### [REQUIRED WORK]
In the listing below, copy word for word the lines from the one containing "cloud here. Please give me the bounding box." through the end of the listing, both ends included, and leave out the pictures.
>> Start MATERIAL PROVIDED
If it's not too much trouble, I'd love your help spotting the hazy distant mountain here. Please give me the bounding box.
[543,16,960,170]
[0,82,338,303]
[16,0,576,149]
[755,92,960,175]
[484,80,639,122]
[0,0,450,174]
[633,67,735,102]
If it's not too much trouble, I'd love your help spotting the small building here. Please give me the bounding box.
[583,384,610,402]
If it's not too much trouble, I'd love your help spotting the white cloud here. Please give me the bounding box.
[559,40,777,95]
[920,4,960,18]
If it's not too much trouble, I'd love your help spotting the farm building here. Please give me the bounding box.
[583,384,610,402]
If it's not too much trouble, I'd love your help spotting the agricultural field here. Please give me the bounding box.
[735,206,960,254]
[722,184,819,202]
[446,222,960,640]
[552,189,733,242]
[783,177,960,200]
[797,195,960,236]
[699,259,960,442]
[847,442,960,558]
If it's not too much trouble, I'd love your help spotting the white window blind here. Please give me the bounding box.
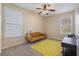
[4,7,22,37]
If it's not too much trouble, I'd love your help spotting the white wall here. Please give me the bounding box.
[0,3,1,53]
[45,11,75,40]
[2,4,43,49]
>> End MATERIAL PROVIDED
### [EXERCISE OUTPUT]
If it's not too much trouble, I'd love your help spotting the white cloud here. Please give me the bounding box.
[559,40,777,95]
[920,4,960,18]
If it's not too much trouble, I'd love your help spotting the farm building here. Please give me the bounding box.
[583,384,610,402]
If it's not too much trouble, I'd love your help spotting the agricultural field here. Please give me the bounding box.
[735,206,960,254]
[722,184,819,202]
[446,222,960,640]
[552,189,733,242]
[783,177,960,200]
[797,195,960,236]
[699,259,960,442]
[847,442,960,558]
If it's not too much trouble, I'd love your help spotting the white window blind here. Please give me the bounding box.
[4,7,22,37]
If it's not too much trouble, I'd love your help spotting the white wall here. Please give me the bounding box.
[0,3,1,53]
[45,11,75,40]
[2,4,43,49]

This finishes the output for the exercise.